__What needs to be done__: Using the Shane Smith biography below, explain how Voice magazine was supported financially and what the backing program was meant to achieve.

__Quoted passage__:
Canadian media executive (born 1969)

Shane Smith (born 28 September 1969) is a Canadian journalist and media executive. He is executive chairman of the international media company Vice Media, operating an international network of digital channels, a television production studio, a record label, an in-house creative services agency, a book-publishing house, and a feature film division.

Smith was the CEO of Vice from its founding until March 2018.

==Early life and education==
Shane Smith was born in Ottawa, Ontario, on 28 September 1969. His parents were Irish immigrants; his father was a computer programmer, and his mother a paralegal. He attended the Lisgar Collegiate Institute and later graduated from Carleton University with a degree in English literature and political science.

Before Vice, Smith played in local punk bands, spent a brief time working in a bar in Dublin, and travelled around Eastern Europe before moving to Montreal.

==Career==
===Beginning at Voice, rebrand as VICE and Szalwinski years===
Smith joined Montreal's Voice magazine (later Voice of Montreal) in 1994, where his childhood friend Gavin McInnes already worked as assistant editor under Suroosh Alvi. The counterculture magazine was subsidized by a Quebec government program assisting welfare recipients in developing workplace skills. The three men renamed the magazine Vice when they bought it from its publisher in 1996.

__Data extract__:
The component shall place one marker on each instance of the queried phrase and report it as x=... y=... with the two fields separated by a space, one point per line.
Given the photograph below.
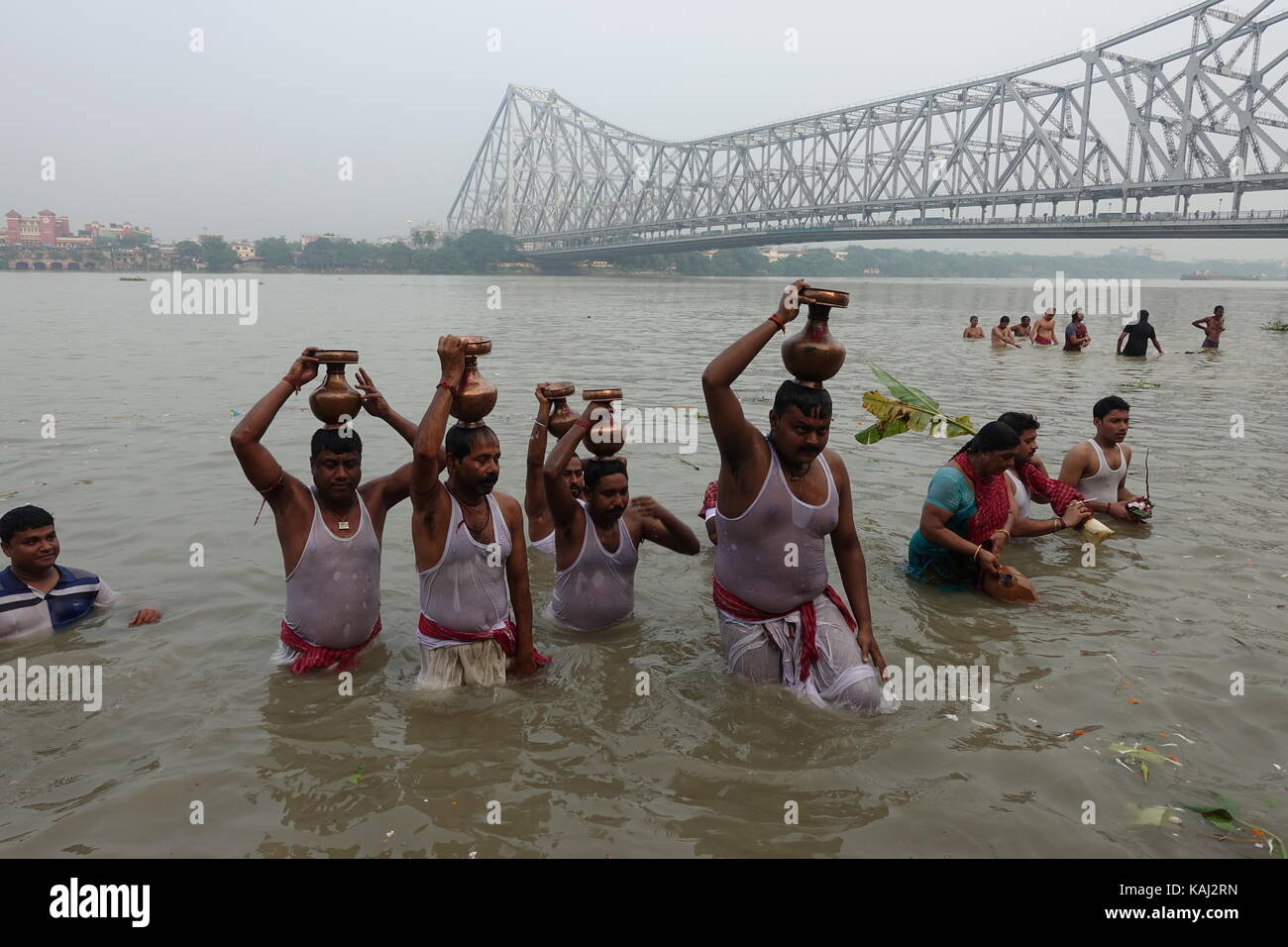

__Solution for this task__: Voice, the counterculture magazine Smith joined in Montreal in 1994, was subsidized by a Quebec government program. The program's purpose was to help welfare recipients develop workplace skills.